#### What is needed:
Please retype only the lines below that run from the one containing "Target: blue scrub top" through the last line, both included, without altering a word.

Data excerpts:
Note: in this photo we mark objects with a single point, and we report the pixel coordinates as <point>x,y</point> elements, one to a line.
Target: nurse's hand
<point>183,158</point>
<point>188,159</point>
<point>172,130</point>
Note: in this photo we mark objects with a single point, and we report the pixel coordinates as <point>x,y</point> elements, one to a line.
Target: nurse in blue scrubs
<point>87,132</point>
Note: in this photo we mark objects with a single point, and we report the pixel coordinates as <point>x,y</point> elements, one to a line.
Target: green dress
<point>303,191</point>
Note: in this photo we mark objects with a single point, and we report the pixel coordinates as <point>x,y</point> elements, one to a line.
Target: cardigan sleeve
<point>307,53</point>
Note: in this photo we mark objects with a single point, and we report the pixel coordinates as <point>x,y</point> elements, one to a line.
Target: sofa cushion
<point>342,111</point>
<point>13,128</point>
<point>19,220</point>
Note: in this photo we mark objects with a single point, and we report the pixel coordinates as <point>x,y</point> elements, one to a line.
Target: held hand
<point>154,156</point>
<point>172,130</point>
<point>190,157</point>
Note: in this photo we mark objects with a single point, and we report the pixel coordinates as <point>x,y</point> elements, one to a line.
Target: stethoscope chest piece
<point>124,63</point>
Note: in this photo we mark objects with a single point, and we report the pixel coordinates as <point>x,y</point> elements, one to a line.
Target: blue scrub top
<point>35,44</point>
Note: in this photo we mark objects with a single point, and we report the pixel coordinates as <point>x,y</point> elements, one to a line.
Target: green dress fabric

#### Answer area:
Target: blue scrub top
<point>35,44</point>
Note: in this photo we mark objects with a single point, and we report the pixel coordinates as <point>x,y</point> elements, one to a line.
Target: green dress fabric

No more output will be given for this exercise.